--- SELECTED EXCERPT ---
>>
BOISE, Idaho -- The recipe for restoring the West's Sagebrush Sea could involve pasta makers.

A project stewing in Idaho and four other western states is testing a new method for replanting sagebrush and other native brunchgrasses.

Matt Cahill, Sagebrush Sea program director for The Nature Conservancy, said invasive grasses such as cheatgrass are a major threat to the habitat, especially because they drive wildfires.

He noted restoration currently requires big interventions to seed the landscape.

"But unfortunately, that restoration, it's not often successful," Cahill conceded. "This is a hard ecosystem to restore. There's not a lot of water. It's just challenging. And so, we're trying to design approaches that help our partners in government and other nonprofits do restoration better."

Cahill stressed climate change is making wildfires more frequent and there's evidence invasive grasses benefit from warmer temperatures and higher carbon dioxide levels.

Cahill said spraying herbicide is the only way to combat these species. But it also means native species can't be planted for a year or more.

That's where pasta machines come in. Seeds are packaged like small ravioli with nutrients, fungicides and activated carbon.
<<
Dataset entries
>>
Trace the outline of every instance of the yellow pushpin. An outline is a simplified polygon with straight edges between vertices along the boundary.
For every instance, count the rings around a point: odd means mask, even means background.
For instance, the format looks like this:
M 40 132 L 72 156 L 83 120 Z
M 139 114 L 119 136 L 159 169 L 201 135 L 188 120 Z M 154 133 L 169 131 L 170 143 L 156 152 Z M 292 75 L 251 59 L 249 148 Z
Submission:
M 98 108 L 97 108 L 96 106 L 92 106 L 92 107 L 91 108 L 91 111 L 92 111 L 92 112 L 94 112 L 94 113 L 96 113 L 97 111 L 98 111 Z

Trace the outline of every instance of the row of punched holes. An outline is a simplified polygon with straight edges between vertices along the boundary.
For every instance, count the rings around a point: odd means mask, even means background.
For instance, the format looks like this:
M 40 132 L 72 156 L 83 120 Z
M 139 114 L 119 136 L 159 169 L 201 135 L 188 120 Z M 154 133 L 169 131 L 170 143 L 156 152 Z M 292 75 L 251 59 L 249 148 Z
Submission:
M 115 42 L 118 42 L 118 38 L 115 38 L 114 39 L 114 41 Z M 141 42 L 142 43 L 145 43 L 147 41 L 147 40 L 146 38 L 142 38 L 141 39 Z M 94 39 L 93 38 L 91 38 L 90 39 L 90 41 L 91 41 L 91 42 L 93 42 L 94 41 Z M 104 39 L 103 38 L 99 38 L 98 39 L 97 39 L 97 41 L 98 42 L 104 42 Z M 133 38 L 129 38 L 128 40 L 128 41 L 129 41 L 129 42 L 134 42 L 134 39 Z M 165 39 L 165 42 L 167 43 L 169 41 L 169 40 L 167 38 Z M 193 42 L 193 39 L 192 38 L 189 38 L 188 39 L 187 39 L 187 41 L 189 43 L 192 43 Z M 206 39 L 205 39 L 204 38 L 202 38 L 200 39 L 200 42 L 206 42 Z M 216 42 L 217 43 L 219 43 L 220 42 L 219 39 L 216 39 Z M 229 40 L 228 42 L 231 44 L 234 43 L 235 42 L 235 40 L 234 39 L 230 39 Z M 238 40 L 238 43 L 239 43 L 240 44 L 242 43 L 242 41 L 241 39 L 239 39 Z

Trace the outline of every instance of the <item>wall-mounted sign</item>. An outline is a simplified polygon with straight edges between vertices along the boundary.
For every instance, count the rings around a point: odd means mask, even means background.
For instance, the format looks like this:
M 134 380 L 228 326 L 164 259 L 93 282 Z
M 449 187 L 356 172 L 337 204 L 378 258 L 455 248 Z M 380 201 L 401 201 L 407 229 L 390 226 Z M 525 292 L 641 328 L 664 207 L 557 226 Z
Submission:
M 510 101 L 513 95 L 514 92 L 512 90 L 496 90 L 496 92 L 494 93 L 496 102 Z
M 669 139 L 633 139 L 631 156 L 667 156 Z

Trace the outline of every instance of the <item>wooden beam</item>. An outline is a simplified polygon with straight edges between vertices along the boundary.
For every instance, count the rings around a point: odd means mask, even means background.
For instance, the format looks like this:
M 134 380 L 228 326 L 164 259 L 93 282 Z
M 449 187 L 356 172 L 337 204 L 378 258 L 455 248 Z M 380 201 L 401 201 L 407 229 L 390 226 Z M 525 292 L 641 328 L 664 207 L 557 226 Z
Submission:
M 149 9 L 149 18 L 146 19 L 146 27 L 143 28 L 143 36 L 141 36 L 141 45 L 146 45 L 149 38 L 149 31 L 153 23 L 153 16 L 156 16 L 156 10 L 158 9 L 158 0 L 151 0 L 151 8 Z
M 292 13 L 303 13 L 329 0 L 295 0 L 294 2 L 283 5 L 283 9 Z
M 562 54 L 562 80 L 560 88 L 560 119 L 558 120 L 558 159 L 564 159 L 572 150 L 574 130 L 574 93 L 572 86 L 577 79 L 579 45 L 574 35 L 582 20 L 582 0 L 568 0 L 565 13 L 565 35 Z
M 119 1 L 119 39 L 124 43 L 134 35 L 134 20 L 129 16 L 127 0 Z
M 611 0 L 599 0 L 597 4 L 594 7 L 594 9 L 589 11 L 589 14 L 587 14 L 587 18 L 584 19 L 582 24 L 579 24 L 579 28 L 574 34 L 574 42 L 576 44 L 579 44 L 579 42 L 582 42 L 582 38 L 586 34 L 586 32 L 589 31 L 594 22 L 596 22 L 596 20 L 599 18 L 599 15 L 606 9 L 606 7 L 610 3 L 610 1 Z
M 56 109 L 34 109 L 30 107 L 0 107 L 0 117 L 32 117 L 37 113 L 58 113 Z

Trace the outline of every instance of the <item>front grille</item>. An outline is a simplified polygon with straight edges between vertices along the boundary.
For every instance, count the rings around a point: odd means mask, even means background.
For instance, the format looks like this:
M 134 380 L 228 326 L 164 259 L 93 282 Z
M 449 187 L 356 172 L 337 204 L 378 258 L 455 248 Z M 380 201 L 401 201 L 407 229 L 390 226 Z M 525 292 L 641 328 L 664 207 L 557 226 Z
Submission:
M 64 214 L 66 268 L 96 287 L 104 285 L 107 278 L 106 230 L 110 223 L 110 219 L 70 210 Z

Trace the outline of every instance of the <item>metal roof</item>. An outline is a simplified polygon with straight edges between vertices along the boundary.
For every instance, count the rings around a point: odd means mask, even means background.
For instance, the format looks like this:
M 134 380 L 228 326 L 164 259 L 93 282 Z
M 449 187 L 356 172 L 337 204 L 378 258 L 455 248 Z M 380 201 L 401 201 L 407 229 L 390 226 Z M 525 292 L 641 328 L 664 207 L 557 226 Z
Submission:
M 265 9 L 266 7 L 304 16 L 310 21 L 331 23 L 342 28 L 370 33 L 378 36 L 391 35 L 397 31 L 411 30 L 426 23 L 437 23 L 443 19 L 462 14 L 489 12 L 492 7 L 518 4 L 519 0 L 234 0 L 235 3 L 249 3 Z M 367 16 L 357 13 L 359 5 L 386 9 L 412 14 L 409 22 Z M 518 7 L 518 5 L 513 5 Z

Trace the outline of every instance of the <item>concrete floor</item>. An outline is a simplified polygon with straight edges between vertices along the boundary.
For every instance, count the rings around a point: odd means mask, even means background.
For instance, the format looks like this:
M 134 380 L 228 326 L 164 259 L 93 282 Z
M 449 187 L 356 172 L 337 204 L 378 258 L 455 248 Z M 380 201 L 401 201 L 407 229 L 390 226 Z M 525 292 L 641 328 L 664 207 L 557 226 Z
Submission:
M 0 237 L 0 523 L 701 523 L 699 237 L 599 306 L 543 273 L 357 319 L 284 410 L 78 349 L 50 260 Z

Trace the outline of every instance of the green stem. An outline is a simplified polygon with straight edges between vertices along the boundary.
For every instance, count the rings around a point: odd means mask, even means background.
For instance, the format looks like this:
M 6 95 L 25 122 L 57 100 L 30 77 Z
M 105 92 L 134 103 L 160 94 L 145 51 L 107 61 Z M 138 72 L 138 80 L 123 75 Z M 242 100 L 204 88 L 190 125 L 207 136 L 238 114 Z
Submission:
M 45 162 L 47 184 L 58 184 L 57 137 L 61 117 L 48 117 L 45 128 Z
<<
--- TASK LIST ---
a) In the sagebrush restoration article, what are the seeds packaged with?
b) Write what comes after the last sentence of the sagebrush restoration article.
The dataset entries play no role in this exercise.

--- ANSWERS GIVEN ---
a) Nutrients, fungicides and activated carbon.

b)
"This activated carbon is the key to the idea," Cahill explained. "When we put the pellet out in the ground, the activated carbon neutralizes herbicide, which is necessary to control the invasive annual grasses, and basically creates a little island, a little oasis of safety for our natives to grow."

Cahill said researchers are testing this intervention north of Boise, and in four other states. He added fighting back against invasive grasses also is a tool for slowing down wildfires.

"Those wildfires put people out of business who depend on these landscapes for their ranching operations or for recreation," Cahill emphasized. "They also generate huge amounts of smoke, which flood Salt Lake and Reno and Boise more years than not."

More than 350 species depend on the unique sagebrush habitat of the West.